• _Your objective_
Repeat the lines beginning at the one with "lamp in this photo, one per instance." and running to the end of the material, keeping the first and last of them, exactly as they appear.
----
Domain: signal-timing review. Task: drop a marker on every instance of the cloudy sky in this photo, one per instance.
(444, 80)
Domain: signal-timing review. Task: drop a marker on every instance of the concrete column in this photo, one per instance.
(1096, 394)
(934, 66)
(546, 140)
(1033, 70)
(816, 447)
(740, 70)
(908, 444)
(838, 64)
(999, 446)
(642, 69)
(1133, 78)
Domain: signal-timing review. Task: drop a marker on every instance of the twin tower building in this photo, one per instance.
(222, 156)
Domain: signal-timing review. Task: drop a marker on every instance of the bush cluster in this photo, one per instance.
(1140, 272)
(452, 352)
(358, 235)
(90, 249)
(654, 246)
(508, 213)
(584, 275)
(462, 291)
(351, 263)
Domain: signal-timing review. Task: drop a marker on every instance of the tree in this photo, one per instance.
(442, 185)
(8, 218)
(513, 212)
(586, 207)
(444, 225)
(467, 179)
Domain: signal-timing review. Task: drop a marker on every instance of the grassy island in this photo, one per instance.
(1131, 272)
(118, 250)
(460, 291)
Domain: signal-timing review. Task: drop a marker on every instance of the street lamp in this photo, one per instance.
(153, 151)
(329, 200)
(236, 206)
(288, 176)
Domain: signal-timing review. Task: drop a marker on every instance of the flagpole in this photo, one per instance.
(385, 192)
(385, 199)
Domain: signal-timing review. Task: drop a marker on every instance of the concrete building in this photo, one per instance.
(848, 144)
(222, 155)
----
• _Task solution_
Domain: signal-timing review. Task: drop a marker on every instance of the street lamp in this photo, one per instance.
(153, 151)
(329, 200)
(236, 206)
(288, 176)
Domain: signal-timing review. Task: drop a marker on every instance of the flagpole in this photo, one per instance.
(385, 192)
(385, 199)
Domain: signal-timing review. Task: drop a marker on every instance of the concrete building in this photo, one per instance.
(848, 144)
(222, 155)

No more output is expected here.